§ ТЕКСТ
Современный мир более НЕТ. Созидательное, верующее, святое ДА дается ему с трудом. Как можно исцелить его? Определенно ясно лишь одно: для победы решительного, святого ДА ему вновь придется бороться, а возможно, и страдать! Ибо, действительно, кто есть человек, который ничего не исповедует? Что наше сердце без живого, истинного вероисповедания? Чем было бы сегодняшнее человечество и его культура, если бы оно две тысячи лет тому назад не признало христианство?!...
Что могут люди без верности? Что удается без верности? Ничего. Но нынешний мир мало что хочет знать об этом. Он славит корыстный произвол; он ослабляет все связи; он жаждет освобожденного человека. Он лишен верности и не замечает ее отсутствия. Всеобщее освобождение от оков, всеобщее взаимное предательство ведут человечество к гибели.

§ ВАША ЗАДАЧА
Ответьте на вопросы по тексту:
1. Какое ДА, по тексту, дается современному миру с трудом?
2. Что, согласно тексту, удается без верности?
3. Что, по тексту, ведет человечество к гибели?
Записи в перечне никак не связаны с этим текстом.

§ ИСХОДНЫЕ ДАННЫЕ

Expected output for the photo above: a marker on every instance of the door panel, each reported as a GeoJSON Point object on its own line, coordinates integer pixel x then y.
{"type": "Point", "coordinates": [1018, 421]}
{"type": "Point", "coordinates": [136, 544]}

§ РЕЗУЛЬТАТ ВЫПОЛНЕНИЯ
1. Созидательное, верующее, святое ДА.
2. Ничего.
3. Всеобщее освобождение от оков и всеобщее взаимное предательство.